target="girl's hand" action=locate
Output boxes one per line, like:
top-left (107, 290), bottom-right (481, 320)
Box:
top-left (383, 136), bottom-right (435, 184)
=-=-=-=-=
### What you have to do:
Please extract every line of the data above that contains the word "left".

### Task output:
top-left (107, 290), bottom-right (481, 320)
top-left (383, 136), bottom-right (435, 184)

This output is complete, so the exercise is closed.